__Aufgabenziel__
Gib den Abschnitt über die Klage der Nachbarn gegen die Abholzung des Parks vollständig und wortgetreu wieder.

__Ausgewählter Abschnitt__
▬▬▬▬▬▬▬▬▬▬

Damit waren die Fundamente für die erste Nachbarschafts-Umweltinitiative gelegt. Ganz im klassischen BI-Stil wurde erst einmal gegen die Entscheidung Atef Sidqis Klage beim Verwaltungsgericht eingelegt. Der Staat dürfe zwar öffentliches Land an Institutionen vergeben, aber nur wenn dies dem öffentlichen Wohl nicht widerspreche, begründet Amir Salim, der Anwalt der Nachbarn, die Klage. Ein Privatclub diene nicht dem Gemeinwohl, und das Abholzen des Parks verstoße gegen das allgemeine Interesse an einer intakten Umwelt. Der Gärtner streitet sich derweil ebenfalls vor Gericht mit dem Ingenieursverband um die Nutzungsrechte an dem Gelände.

▬▬▬▬▬▬▬▬▬▬

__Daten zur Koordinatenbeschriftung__
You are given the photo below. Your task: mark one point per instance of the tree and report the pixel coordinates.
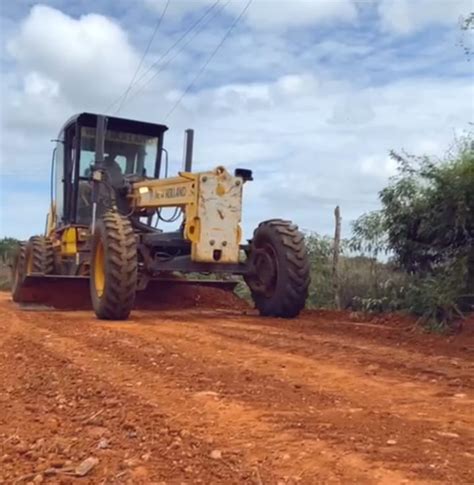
(427, 225)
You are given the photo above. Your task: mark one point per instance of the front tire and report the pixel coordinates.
(280, 269)
(39, 256)
(18, 271)
(113, 275)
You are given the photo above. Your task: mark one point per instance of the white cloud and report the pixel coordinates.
(273, 14)
(86, 59)
(408, 16)
(315, 132)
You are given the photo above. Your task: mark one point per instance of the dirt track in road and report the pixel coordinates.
(221, 396)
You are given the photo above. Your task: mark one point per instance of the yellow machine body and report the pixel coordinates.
(212, 206)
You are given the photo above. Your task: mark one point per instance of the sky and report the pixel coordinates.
(309, 94)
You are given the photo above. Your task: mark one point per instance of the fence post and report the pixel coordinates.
(335, 260)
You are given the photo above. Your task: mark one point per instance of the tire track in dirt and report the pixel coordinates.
(338, 377)
(332, 418)
(56, 413)
(334, 411)
(225, 420)
(392, 358)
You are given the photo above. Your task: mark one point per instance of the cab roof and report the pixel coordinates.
(117, 124)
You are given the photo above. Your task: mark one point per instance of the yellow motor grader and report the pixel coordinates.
(107, 194)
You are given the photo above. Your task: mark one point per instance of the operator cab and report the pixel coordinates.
(132, 151)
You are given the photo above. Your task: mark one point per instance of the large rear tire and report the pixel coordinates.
(18, 270)
(113, 275)
(39, 256)
(280, 269)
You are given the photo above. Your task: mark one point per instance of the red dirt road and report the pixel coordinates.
(222, 396)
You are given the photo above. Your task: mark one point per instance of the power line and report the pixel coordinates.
(209, 59)
(183, 46)
(157, 26)
(183, 36)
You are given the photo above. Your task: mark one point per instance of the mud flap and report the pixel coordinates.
(72, 292)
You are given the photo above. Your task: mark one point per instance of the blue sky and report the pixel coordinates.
(311, 95)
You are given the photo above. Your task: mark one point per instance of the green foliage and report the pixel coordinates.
(428, 210)
(321, 292)
(369, 235)
(427, 224)
(434, 298)
(364, 283)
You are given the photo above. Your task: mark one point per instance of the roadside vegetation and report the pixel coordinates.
(417, 252)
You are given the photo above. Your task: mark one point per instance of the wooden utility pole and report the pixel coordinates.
(335, 260)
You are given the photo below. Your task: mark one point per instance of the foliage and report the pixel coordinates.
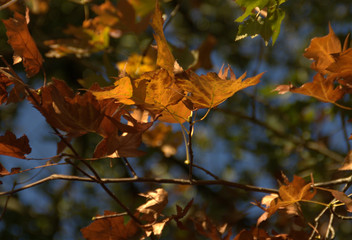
(138, 110)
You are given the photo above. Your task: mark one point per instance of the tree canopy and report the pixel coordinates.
(172, 119)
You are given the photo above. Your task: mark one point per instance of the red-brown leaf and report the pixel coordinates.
(321, 50)
(23, 44)
(110, 228)
(14, 147)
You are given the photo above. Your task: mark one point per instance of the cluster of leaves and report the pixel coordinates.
(149, 90)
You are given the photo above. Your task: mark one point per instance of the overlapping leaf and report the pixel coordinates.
(14, 147)
(291, 193)
(24, 47)
(321, 50)
(208, 91)
(321, 88)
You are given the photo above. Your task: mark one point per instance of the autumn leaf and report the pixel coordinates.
(4, 172)
(208, 91)
(115, 146)
(321, 50)
(23, 44)
(73, 113)
(165, 58)
(340, 69)
(122, 91)
(136, 64)
(161, 91)
(321, 88)
(291, 193)
(14, 147)
(110, 228)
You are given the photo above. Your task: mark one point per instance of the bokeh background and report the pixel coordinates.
(251, 138)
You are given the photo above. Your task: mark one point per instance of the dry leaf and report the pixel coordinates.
(208, 91)
(23, 44)
(321, 88)
(14, 147)
(110, 228)
(165, 58)
(321, 50)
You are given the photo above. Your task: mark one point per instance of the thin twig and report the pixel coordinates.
(189, 146)
(129, 166)
(206, 171)
(2, 7)
(144, 180)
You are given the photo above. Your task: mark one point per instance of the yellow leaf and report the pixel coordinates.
(208, 91)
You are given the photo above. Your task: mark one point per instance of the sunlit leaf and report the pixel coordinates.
(14, 147)
(23, 44)
(321, 49)
(208, 91)
(321, 88)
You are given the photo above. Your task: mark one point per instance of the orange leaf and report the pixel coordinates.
(165, 58)
(161, 91)
(23, 45)
(208, 91)
(320, 50)
(122, 91)
(14, 147)
(292, 193)
(341, 68)
(321, 88)
(110, 228)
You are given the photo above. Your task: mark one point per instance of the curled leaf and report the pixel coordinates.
(23, 44)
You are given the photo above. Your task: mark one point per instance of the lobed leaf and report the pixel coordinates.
(23, 44)
(14, 147)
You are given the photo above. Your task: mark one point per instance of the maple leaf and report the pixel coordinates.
(208, 91)
(165, 58)
(110, 228)
(137, 64)
(321, 50)
(321, 88)
(291, 193)
(115, 146)
(23, 44)
(74, 114)
(122, 91)
(340, 69)
(14, 147)
(161, 91)
(120, 18)
(4, 172)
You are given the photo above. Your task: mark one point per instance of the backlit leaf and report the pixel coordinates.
(165, 58)
(321, 49)
(23, 44)
(208, 91)
(14, 147)
(321, 88)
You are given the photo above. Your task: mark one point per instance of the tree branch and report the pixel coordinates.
(144, 180)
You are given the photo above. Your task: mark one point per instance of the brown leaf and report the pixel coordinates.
(321, 88)
(110, 228)
(341, 196)
(321, 50)
(165, 58)
(208, 91)
(14, 147)
(122, 91)
(347, 164)
(23, 44)
(161, 91)
(157, 201)
(292, 193)
(341, 69)
(4, 172)
(74, 114)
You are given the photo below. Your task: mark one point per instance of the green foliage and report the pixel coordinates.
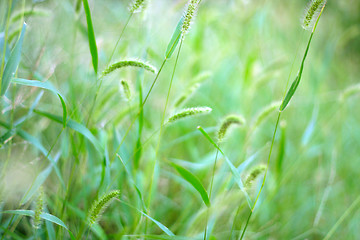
(288, 172)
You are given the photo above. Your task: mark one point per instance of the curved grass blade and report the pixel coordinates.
(13, 63)
(194, 181)
(91, 36)
(47, 86)
(233, 169)
(36, 143)
(175, 38)
(75, 126)
(40, 179)
(45, 216)
(296, 82)
(36, 83)
(7, 51)
(159, 224)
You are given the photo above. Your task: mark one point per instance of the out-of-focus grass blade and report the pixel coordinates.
(75, 126)
(194, 181)
(159, 224)
(7, 52)
(47, 86)
(36, 143)
(45, 216)
(64, 110)
(131, 179)
(175, 38)
(13, 63)
(39, 180)
(91, 36)
(36, 83)
(160, 237)
(28, 13)
(233, 169)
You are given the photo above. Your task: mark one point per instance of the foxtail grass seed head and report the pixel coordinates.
(126, 89)
(188, 112)
(129, 63)
(254, 173)
(312, 13)
(38, 208)
(137, 6)
(189, 16)
(227, 122)
(100, 205)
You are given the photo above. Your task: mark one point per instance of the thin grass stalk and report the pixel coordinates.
(161, 128)
(282, 107)
(210, 191)
(4, 46)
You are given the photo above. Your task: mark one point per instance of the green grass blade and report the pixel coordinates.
(64, 110)
(75, 126)
(36, 143)
(233, 169)
(7, 51)
(45, 216)
(39, 180)
(159, 224)
(194, 181)
(175, 38)
(91, 36)
(13, 63)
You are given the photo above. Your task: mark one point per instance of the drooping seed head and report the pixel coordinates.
(189, 15)
(312, 12)
(254, 173)
(38, 208)
(100, 205)
(188, 112)
(227, 122)
(129, 63)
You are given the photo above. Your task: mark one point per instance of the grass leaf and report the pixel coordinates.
(175, 38)
(12, 63)
(233, 169)
(91, 36)
(75, 126)
(45, 216)
(194, 181)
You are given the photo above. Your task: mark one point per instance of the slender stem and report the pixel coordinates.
(5, 41)
(138, 114)
(161, 130)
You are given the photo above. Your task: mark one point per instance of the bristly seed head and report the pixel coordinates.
(188, 112)
(129, 63)
(100, 205)
(189, 15)
(312, 12)
(227, 122)
(254, 173)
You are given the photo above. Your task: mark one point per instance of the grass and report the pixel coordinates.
(100, 104)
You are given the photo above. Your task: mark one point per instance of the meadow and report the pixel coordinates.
(182, 119)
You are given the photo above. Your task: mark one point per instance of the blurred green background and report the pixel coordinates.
(241, 52)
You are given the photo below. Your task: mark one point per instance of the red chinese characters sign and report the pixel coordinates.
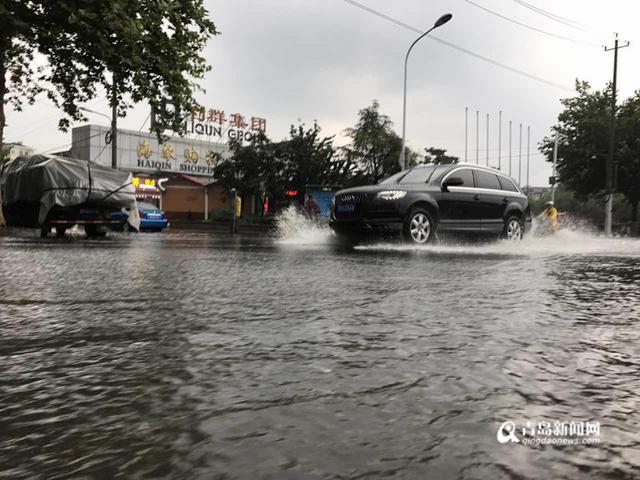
(215, 117)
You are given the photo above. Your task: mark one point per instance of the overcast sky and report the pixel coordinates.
(306, 60)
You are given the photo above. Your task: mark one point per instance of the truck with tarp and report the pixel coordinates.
(47, 192)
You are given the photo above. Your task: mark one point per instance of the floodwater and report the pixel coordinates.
(202, 356)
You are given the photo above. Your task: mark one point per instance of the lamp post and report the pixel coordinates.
(114, 133)
(441, 21)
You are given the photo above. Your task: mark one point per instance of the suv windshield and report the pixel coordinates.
(419, 174)
(394, 178)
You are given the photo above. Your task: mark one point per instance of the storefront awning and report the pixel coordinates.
(204, 181)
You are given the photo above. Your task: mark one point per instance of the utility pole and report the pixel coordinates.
(520, 159)
(114, 125)
(466, 131)
(477, 137)
(500, 140)
(609, 186)
(528, 154)
(487, 139)
(510, 122)
(555, 163)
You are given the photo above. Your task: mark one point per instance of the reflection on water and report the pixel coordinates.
(202, 356)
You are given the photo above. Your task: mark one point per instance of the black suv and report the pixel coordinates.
(434, 198)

▬▬▬▬▬▬▬▬▬▬

__Lösung__
Damit waren die Fundamente für die erste Nachbarschafts-Umweltinitiative gelegt. Ganz im klassischen BI-Stil wurde erst einmal gegen die Entscheidung Atef Sidqis Klage beim Verwaltungsgericht eingelegt. Der Staat dürfe zwar öffentliches Land an Institutionen vergeben, aber nur wenn dies dem öffentlichen Wohl nicht widerspreche, begründet Amir Salim, der Anwalt der Nachbarn, die Klage. Ein Privatclub diene nicht dem Gemeinwohl, und das Abholzen des Parks verstoße gegen das allgemeine Interesse an einer intakten Umwelt. Der Gärtner streitet sich derweil ebenfalls vor Gericht mit dem Ingenieursverband um die Nutzungsrechte an dem Gelände.